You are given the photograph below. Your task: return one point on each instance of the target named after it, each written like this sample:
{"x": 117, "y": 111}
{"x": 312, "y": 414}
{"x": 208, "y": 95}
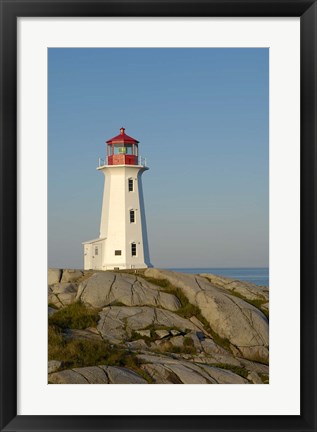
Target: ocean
{"x": 258, "y": 276}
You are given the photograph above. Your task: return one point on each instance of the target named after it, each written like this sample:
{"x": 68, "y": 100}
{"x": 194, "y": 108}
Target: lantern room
{"x": 122, "y": 150}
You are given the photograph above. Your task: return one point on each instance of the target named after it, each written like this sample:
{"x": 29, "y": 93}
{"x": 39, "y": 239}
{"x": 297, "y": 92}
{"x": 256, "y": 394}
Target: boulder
-=-=-=-=-
Transcribe all three entries above line for line, without any changes and without the picture.

### Written reply
You are given the photograph below. Your task: return one point on each instance of the target named after it, each written like this sample:
{"x": 117, "y": 111}
{"x": 312, "y": 414}
{"x": 208, "y": 95}
Target: ocean
{"x": 258, "y": 276}
You are given the photograph above. Your task: return one point on each instance of the target named after it, each written like this sample:
{"x": 68, "y": 100}
{"x": 194, "y": 108}
Target: lantern room
{"x": 122, "y": 150}
You are given the photograph above. Your task: return one point on each instance of the target named after it, each written like this sample:
{"x": 29, "y": 93}
{"x": 39, "y": 239}
{"x": 297, "y": 92}
{"x": 256, "y": 394}
Target: boulder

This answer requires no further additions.